## PAGE

↓↓↓

Dear C., you and I were soul sisters.  I am grateful beyond words for the time we had together on this planet, almost four decades.

When I met you, I was twenty-six, so that made you thirty-three.  You were a single mom to two small children.  I was on the front side of that life possibility, yet the attractions of motherhood were wrapped in fear and hesitation that choked my desire for it.  I moved in to your attic, made a cozy little home for myself despite blistering summers and frigid winters up there at the top!

From there, in your household, I could watch you at close range.  You mothered with poise and instinctive confidence.  You showed me a gentle calm steadiness in matters of child-rearing that helped me to overcome my own lack of confidence and prepare myself, under your tutelage so to speak, to be a parent.

And the bonus to my lessons—getting to know your children, E. and A., from a young age, such a joy!  They were adorable and fun for this attic interloper to watch, play with, and dream of someday having ones like them.

Our friendship from thereon out always included a focus on our children.  Yours were considerably ahead of mine in life’s developmental stages, providing me with a built-in observation deck for what was to come.  You were always a wise elder I could turn to through the cycles of parenting.

 

Day 2:

Dear C., today I am remembering you as a prolific cultivator of friendships.  When you stayed with B. and me in Chicago through one Thanksgiving and Christmas, I remember our dining room table filled with piles of the Christmas cards you were sending far and wide.  You were already quite sick, so the pen was becoming difficult to manage and your beautiful flowing handwriting was reduced to shaky, tight script.  But each one of the cards contained a personal note anyway.  Dozens and dozens of cards.

You always remembered birthdays.  I wonder how many people’s birthdays you remembered and honored with cards, presents…For many years, mine was the occasion for a book (a novel) and a card from you with words of celebration from your heart that I treasured.  The last book you gave me as a gift was a hardback copy of Eudora Welty’s powerhouse of a novel, Losing Battles.  I could not read it for a long time, I was too sad and conflicted about your terrible illness (but that is for another day).  When I did read it, it was too late to share with you my admiration for Welty’s artistry.  Please let me tell you now, it was a stellar gift from you, that book.

And then there was the birthday, your 60th I believe, when you gave presents to all the guests at your party!  Each person got their own, personal, individual present…I have never before or since heard of anyone else who did this.

Your efforts at building friendships paid off royally.  You sat at the center of a diverse and abundant village of love and support from Delaware to New York City to Seattle to Albuquerque to Cleveland to Chicago.  This village sustained you, it sustained all of us who were in it, despite the distances of time and space that separated you from many in your tribe.

 

Day 3:

Dear C., you were such a fabulous cook, able to take what was in the frig and pantry and create an appealing spread—never too much food, you did not care for excess, but nourishing and plentiful fare with an aesthetic of clean, fresh, wholesome, natural, tenderly prepared and delicious.

↑↑↑

## RAW RECORDS

↓↓↓

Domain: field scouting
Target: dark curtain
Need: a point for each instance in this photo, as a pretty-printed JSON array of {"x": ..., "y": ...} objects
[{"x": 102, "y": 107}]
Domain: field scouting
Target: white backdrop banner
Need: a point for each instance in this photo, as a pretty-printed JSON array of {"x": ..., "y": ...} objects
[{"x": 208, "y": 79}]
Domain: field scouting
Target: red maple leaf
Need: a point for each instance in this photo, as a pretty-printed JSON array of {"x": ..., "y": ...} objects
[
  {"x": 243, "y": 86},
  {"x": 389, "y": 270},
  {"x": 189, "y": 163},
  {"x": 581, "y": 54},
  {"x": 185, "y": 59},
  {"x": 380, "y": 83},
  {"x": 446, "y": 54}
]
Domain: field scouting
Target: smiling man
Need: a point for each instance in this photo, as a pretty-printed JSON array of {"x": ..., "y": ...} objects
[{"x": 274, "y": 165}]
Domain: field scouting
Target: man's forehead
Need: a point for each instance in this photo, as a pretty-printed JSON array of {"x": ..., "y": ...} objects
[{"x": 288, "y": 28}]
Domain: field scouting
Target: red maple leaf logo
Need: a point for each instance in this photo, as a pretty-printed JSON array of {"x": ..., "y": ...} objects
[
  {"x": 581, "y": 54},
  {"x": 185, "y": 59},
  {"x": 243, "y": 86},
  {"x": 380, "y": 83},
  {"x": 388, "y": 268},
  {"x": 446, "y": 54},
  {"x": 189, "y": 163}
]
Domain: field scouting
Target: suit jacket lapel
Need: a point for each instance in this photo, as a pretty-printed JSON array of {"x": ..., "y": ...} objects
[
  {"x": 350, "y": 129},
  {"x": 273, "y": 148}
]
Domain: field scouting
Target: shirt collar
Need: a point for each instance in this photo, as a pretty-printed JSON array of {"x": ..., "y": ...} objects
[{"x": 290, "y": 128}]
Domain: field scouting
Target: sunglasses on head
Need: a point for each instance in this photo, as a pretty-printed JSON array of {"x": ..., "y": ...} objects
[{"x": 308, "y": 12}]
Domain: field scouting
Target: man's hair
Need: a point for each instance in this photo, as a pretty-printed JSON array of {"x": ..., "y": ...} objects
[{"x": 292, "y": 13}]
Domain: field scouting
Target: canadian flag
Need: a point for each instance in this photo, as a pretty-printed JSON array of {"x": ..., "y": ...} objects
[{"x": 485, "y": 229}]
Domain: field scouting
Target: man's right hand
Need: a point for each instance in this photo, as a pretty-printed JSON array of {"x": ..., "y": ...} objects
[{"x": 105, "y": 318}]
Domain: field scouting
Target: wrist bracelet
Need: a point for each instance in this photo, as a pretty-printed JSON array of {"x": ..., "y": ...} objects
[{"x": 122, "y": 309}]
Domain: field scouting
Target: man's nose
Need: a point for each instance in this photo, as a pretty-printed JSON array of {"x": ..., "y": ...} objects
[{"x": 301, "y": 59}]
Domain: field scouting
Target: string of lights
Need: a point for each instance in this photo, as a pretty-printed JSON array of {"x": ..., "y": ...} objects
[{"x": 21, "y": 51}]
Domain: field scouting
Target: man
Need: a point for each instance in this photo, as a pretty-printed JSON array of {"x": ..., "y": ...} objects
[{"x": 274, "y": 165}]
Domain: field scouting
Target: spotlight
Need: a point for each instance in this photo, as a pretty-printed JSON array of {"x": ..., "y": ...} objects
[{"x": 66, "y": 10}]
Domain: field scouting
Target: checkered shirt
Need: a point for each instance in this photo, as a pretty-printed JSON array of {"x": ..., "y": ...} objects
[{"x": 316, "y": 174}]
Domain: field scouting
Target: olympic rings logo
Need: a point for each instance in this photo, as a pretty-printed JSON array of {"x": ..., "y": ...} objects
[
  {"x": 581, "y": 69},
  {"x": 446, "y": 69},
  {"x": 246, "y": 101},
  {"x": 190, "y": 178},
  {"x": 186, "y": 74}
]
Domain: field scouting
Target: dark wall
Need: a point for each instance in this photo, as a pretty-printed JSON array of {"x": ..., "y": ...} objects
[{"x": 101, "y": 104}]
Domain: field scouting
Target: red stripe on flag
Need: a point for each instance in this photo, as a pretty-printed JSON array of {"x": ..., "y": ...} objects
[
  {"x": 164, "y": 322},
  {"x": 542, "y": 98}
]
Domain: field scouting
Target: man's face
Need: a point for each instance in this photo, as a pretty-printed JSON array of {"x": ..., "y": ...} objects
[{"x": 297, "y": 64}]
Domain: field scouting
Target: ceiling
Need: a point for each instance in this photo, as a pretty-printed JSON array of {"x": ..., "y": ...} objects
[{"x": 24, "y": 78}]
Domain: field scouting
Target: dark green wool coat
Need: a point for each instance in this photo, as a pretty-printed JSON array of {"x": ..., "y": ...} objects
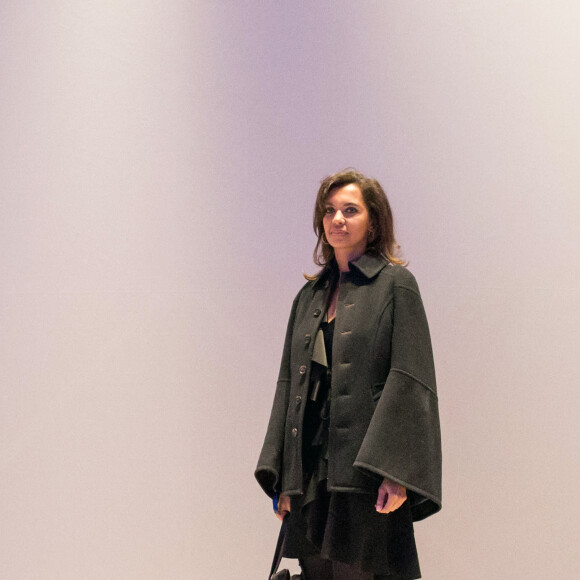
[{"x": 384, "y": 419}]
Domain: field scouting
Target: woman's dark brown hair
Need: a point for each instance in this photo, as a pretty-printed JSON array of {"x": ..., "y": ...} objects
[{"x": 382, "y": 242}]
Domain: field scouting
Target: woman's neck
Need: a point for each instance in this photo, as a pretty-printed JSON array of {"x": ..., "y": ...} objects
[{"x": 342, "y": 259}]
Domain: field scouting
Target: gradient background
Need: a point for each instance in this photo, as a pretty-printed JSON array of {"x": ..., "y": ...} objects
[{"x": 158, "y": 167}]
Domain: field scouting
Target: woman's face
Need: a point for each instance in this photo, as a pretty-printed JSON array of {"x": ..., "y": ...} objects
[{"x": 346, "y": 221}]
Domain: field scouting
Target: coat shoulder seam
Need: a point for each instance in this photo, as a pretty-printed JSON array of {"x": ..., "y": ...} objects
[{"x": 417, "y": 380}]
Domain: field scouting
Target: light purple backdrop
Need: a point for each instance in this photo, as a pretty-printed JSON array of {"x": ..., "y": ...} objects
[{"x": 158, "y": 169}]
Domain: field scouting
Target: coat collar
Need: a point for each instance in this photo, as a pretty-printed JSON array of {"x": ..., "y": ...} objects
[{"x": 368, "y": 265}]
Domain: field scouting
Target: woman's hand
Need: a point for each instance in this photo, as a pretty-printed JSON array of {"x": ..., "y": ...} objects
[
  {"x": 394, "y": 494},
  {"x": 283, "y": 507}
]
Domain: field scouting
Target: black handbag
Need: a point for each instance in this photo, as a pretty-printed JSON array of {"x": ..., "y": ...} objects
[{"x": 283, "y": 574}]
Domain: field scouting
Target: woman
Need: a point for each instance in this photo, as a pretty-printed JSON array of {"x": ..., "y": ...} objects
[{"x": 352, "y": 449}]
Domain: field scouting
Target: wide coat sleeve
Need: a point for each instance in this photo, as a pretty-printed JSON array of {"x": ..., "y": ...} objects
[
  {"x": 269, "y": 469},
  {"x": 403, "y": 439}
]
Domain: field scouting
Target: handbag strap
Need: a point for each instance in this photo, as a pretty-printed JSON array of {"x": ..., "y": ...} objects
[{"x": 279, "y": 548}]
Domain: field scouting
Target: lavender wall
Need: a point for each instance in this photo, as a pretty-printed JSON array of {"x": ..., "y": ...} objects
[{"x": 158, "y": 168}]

↑↑↑

## JOBS
(A) Turn the paragraph of the letters to C. that begins "From there, in your household" into a short bulleted list that keeps its main facts.
(B) Translate this sentence from the letters to C. into Spanish: "Our friendship from thereon out always included a focus on our children."
(C) Repeat the part of the letters to C. that opens with the words containing "Dear C., you and" and closes with "at the top!".

## ANSWERS IN ORDER
(A)
- Living in C.'s household allowed close observation of how C. mothered.
- C. parented with poise, instinctive confidence, and a gentle, calm steadiness.
- This example helped the writer overcome a lack of confidence and prepare to become a parent under C.'s tutelage.

(B) Desde entonces, nuestra amistad siempre incluyó un enfoque en nuestros hijos.

(C)
Dear C., you and I were soul sisters.  I am grateful beyond words for the time we had together on this planet, almost four decades.

When I met you, I was twenty-six, so that made you thirty-three.  You were a single mom to two small children.  I was on the front side of that life possibility, yet the attractions of motherhood were wrapped in fear and hesitation that choked my desire for it.  I moved in to your attic, made a cozy little home for myself despite blistering summers and frigid winters up there at the top!